### What the task requires
Copy out, word for word, the part of the records below that opens with the line containing "Where can you see the marina" and closes with the line containing "<point>148,66</point>", including both of those lines.
:::
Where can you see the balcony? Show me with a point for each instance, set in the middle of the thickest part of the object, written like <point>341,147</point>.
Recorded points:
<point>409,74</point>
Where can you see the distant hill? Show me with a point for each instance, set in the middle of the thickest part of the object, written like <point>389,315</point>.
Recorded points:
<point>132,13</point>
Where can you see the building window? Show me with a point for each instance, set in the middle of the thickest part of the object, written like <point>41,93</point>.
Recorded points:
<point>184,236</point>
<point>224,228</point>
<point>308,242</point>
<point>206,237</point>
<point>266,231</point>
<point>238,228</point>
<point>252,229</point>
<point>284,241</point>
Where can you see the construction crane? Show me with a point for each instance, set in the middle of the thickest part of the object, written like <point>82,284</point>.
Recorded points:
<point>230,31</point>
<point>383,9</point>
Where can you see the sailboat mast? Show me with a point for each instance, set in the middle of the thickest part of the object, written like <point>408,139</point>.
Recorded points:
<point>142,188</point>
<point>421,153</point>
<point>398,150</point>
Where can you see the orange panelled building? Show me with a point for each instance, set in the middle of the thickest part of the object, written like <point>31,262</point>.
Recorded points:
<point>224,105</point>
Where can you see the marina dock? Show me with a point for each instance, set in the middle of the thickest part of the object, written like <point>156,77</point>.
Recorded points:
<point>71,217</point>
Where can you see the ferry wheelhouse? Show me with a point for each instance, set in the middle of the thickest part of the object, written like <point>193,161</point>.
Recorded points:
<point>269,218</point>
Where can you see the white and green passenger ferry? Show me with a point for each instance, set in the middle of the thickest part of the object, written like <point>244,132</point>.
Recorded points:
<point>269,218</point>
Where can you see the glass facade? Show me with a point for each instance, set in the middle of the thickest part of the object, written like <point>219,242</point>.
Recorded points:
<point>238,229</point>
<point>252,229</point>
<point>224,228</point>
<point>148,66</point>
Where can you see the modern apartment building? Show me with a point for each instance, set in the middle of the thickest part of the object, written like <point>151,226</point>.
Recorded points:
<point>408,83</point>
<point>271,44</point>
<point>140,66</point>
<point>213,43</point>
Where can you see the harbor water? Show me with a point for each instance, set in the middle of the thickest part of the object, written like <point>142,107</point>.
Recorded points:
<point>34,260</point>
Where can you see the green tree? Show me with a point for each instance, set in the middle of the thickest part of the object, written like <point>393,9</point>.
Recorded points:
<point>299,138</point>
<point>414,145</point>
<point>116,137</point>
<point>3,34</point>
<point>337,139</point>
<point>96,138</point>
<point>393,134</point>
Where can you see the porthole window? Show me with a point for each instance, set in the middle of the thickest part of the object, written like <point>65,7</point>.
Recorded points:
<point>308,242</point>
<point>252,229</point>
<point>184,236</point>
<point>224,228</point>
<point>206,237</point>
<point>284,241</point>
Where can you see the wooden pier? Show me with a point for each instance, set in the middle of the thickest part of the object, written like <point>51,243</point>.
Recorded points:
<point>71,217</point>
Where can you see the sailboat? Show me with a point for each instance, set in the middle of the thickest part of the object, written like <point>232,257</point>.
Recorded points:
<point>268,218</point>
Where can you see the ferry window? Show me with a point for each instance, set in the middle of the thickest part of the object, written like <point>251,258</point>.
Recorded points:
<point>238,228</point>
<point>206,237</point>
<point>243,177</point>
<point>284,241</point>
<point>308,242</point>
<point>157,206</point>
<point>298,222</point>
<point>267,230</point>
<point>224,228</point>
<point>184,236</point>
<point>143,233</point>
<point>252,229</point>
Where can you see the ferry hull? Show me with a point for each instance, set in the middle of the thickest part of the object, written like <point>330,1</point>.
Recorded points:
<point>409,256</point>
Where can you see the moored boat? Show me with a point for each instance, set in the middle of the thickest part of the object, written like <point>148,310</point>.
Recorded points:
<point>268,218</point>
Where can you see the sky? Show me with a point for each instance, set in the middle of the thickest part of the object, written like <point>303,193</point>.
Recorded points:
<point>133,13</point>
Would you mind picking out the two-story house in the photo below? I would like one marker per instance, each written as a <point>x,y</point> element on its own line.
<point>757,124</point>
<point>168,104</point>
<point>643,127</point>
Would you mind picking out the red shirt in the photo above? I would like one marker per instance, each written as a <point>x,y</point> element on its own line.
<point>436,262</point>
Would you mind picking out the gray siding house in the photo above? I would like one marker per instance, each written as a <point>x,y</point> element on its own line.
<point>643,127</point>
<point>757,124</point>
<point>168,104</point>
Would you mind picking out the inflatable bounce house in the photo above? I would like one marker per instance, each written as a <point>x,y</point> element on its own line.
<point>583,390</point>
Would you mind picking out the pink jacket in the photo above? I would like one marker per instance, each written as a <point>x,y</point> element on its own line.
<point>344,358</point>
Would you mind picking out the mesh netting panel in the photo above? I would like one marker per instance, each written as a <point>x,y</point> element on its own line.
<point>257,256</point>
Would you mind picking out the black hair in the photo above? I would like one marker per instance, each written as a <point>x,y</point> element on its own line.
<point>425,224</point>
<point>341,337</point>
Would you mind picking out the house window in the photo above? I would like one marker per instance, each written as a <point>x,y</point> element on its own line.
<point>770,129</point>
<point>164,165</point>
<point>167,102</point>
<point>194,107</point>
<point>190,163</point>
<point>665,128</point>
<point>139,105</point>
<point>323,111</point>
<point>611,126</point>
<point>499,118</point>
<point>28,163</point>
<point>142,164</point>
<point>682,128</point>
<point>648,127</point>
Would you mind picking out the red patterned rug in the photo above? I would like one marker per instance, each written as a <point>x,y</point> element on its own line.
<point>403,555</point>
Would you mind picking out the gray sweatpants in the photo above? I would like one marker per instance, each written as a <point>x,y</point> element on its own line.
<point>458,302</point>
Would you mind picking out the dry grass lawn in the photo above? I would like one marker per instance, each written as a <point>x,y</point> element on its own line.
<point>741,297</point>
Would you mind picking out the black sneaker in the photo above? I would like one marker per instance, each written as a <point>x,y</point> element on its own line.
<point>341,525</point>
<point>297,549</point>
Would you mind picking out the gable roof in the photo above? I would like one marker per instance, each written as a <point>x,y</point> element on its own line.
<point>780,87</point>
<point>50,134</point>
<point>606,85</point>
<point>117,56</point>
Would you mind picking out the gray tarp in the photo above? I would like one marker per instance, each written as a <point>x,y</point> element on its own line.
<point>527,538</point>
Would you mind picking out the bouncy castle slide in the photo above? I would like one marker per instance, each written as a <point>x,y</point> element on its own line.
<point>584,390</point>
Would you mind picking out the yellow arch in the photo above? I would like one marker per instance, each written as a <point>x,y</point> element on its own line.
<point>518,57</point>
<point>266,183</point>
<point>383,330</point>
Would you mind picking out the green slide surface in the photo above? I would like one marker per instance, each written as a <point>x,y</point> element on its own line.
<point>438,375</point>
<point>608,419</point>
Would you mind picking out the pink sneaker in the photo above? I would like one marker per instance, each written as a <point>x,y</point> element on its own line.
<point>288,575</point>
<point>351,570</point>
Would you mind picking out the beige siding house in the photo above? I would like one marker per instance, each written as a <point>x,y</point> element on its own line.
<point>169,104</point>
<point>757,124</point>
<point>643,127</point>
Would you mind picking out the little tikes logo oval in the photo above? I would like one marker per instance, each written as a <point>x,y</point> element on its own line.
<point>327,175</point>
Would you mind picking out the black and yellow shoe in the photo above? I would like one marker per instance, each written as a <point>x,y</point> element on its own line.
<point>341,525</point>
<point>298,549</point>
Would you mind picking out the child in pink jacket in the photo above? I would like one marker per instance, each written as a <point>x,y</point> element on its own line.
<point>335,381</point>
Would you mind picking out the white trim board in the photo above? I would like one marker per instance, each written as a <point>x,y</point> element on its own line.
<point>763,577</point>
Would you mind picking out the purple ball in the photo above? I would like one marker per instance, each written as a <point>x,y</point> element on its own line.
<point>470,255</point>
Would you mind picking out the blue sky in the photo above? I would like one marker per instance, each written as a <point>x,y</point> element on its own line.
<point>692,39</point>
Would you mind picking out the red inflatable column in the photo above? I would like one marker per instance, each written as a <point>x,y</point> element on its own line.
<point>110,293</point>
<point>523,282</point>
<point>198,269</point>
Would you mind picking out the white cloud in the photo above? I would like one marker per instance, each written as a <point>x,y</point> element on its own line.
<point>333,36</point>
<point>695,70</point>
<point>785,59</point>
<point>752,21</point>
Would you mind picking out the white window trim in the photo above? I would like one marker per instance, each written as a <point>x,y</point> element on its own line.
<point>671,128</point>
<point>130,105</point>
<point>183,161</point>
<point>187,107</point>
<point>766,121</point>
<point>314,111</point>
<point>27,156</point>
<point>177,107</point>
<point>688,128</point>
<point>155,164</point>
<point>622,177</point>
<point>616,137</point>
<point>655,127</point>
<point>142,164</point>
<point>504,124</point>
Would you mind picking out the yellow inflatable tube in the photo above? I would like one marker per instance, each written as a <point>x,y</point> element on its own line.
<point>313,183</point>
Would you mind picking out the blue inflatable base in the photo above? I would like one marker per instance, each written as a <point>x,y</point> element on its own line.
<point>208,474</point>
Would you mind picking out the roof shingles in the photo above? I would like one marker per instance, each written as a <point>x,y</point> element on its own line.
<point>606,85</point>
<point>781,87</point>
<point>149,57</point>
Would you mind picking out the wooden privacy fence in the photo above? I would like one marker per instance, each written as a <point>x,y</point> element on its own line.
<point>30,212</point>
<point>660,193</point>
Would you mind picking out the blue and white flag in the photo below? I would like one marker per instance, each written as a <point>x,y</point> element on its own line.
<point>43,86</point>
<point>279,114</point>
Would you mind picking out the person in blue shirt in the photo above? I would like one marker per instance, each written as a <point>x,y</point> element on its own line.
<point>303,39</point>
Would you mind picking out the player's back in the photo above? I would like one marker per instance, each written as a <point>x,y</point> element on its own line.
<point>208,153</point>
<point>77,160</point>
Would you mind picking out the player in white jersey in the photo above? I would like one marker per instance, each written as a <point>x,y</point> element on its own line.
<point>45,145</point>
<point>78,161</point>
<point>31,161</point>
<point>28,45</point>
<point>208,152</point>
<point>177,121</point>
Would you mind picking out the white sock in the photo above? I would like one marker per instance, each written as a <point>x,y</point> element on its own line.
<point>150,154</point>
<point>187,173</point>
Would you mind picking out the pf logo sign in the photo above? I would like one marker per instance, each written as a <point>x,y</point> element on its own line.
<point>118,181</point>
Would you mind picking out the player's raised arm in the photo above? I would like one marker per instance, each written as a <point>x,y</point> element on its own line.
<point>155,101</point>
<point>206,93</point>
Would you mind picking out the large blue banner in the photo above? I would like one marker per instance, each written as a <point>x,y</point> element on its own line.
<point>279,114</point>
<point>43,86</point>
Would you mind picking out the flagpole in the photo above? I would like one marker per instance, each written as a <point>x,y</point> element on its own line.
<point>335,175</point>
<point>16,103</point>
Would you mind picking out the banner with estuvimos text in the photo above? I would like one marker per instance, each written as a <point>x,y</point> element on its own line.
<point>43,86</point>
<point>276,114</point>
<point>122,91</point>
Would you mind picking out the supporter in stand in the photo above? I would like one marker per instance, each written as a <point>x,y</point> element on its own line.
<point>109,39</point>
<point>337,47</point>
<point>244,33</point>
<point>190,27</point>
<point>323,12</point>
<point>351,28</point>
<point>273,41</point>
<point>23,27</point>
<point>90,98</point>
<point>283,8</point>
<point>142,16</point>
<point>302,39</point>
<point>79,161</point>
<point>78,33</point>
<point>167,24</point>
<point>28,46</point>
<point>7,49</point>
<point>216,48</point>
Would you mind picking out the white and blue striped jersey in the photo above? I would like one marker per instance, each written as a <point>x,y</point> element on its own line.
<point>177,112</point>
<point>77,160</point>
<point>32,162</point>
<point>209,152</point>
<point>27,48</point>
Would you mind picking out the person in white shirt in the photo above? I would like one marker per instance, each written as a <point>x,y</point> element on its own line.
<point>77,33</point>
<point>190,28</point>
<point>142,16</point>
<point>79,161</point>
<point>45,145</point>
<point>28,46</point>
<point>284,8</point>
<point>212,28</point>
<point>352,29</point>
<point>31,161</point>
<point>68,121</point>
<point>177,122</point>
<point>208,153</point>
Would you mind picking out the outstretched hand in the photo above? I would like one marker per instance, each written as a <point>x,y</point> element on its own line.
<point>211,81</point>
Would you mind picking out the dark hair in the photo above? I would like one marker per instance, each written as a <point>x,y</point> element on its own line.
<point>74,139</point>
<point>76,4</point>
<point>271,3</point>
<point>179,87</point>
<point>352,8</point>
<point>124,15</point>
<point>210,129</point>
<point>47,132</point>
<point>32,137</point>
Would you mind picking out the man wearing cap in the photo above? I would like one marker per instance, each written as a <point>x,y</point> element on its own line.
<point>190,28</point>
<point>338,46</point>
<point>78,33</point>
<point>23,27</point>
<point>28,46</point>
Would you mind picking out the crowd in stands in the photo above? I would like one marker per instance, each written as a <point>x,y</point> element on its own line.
:::
### Response to this exercise
Where can you see the marina dock? Show me with a point for each instance, set in the middle of the thickest part of the object, written like <point>156,77</point>.
Recorded points:
<point>71,217</point>
Where can you see the ferry wheelhouse? Show me with a point for each instance, set in the middle of the thickest part of the object, written like <point>193,161</point>.
Recorded points:
<point>269,218</point>
Where can you see the white and green passenger ferry? Show me with a point for each instance, set in the middle of the thickest part of the object, written like <point>244,132</point>.
Recorded points:
<point>269,218</point>
Where can you see the glass facade? Show me with a point for each instance, set in the middle of the thickest part of the object, written like <point>219,242</point>.
Recorded points:
<point>238,229</point>
<point>252,229</point>
<point>224,228</point>
<point>148,66</point>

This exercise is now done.